■ Task ■
Search the data for "light". Each line containing it is to be copied.

■ Records supplied ■
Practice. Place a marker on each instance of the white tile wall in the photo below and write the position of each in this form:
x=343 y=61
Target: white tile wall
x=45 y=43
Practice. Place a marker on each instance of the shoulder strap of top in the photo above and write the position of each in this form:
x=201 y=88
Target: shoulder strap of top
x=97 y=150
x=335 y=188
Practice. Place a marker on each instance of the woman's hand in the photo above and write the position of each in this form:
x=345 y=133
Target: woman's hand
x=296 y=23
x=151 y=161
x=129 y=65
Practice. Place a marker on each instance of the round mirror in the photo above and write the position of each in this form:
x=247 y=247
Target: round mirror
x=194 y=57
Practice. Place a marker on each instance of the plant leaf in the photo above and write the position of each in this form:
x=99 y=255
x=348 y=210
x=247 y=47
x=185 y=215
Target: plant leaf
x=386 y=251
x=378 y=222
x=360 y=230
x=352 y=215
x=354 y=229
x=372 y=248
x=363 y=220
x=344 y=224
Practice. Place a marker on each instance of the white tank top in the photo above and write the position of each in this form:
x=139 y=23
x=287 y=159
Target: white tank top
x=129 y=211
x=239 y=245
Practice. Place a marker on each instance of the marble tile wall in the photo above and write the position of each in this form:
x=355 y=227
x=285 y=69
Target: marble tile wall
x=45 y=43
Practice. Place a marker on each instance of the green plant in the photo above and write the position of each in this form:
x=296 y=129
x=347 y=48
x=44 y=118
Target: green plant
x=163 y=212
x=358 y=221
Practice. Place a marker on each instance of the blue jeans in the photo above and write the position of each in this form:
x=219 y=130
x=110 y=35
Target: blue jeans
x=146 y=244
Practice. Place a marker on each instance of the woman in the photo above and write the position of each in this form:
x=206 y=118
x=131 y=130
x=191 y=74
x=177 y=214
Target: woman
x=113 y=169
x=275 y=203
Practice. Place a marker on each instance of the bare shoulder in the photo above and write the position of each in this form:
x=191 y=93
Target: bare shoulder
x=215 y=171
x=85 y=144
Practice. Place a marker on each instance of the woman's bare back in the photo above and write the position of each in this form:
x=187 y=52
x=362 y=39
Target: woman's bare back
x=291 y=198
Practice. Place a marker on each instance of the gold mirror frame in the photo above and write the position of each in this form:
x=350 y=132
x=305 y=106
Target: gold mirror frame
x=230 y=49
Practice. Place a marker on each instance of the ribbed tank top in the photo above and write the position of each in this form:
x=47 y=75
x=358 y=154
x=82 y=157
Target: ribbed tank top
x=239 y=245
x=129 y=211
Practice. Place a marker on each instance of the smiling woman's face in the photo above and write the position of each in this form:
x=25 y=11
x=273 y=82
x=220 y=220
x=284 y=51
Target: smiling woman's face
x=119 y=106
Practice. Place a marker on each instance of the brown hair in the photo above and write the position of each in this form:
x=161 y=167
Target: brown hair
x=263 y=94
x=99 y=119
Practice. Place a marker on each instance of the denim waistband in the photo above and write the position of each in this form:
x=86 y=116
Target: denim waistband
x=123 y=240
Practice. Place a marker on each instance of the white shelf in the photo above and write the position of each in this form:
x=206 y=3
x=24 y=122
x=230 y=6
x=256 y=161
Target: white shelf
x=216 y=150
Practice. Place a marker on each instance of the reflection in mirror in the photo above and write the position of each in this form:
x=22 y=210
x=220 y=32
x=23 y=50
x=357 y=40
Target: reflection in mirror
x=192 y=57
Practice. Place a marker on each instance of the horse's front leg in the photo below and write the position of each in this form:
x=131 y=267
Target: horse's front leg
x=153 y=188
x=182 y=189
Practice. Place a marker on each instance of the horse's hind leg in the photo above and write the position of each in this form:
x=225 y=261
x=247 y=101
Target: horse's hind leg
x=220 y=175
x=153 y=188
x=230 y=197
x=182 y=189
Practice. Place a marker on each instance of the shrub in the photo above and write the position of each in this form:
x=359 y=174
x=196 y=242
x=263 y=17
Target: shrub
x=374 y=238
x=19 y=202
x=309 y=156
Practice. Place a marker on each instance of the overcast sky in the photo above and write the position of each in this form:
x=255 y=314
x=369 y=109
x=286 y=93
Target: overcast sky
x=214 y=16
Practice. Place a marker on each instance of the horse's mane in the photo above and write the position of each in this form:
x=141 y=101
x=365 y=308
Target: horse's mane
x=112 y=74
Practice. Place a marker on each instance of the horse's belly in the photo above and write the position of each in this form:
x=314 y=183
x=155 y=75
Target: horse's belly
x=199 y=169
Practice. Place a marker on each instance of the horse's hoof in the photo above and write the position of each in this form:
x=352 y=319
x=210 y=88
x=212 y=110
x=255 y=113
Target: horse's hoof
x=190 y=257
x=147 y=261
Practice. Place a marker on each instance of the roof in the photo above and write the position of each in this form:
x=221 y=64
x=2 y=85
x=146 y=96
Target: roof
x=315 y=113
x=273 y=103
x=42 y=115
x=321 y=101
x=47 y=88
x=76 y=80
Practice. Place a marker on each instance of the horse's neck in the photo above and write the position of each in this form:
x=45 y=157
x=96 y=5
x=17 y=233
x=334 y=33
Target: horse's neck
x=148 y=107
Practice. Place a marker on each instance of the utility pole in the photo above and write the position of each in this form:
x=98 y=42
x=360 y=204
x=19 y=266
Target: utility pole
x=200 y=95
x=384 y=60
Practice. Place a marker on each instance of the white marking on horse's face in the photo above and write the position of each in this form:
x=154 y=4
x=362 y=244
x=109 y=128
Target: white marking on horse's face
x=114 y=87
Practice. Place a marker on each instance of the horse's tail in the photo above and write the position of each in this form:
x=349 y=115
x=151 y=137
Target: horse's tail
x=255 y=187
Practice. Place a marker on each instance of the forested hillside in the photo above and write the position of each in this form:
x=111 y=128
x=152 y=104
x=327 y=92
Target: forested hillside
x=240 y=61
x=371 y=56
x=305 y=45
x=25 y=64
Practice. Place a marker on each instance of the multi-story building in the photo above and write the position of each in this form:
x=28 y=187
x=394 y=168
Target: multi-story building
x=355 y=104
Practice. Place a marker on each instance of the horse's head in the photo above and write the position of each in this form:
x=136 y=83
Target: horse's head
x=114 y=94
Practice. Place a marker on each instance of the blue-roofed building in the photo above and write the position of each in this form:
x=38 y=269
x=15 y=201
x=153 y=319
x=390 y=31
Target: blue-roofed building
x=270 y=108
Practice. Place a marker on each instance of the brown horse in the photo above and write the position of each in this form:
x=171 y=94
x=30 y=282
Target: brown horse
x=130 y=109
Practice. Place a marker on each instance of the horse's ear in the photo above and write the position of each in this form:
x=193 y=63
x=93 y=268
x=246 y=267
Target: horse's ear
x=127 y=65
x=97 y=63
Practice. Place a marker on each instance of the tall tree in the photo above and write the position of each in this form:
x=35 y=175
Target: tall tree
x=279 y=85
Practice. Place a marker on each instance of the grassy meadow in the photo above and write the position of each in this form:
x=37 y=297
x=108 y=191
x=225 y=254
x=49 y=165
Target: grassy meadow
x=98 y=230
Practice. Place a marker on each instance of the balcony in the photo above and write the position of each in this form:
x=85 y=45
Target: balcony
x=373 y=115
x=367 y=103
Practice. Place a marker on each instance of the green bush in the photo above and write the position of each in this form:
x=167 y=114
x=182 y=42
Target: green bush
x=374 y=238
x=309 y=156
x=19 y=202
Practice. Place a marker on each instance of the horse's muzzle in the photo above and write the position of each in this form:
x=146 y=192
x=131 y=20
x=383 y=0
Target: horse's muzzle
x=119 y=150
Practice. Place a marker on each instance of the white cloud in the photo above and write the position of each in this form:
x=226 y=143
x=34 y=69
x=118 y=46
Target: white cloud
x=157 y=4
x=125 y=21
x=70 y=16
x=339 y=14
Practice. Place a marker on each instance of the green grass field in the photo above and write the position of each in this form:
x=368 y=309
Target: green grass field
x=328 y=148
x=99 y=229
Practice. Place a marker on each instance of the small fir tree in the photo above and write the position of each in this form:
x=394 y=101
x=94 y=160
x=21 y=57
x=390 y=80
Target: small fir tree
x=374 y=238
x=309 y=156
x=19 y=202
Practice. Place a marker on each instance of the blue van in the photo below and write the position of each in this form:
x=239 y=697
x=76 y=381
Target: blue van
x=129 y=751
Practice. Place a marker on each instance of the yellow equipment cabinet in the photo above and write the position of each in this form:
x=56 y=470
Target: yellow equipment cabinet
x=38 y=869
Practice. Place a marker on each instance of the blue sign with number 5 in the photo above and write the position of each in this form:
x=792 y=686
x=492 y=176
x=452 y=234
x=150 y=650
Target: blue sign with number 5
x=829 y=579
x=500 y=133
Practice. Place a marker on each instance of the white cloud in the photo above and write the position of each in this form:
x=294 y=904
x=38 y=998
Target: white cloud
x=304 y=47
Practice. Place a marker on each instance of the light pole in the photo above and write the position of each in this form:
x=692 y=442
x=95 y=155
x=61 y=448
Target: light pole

■ Solution to this task ■
Practice. Place a marker on each instance of the light pole in the photo above and write the position of each in this form:
Target: light pole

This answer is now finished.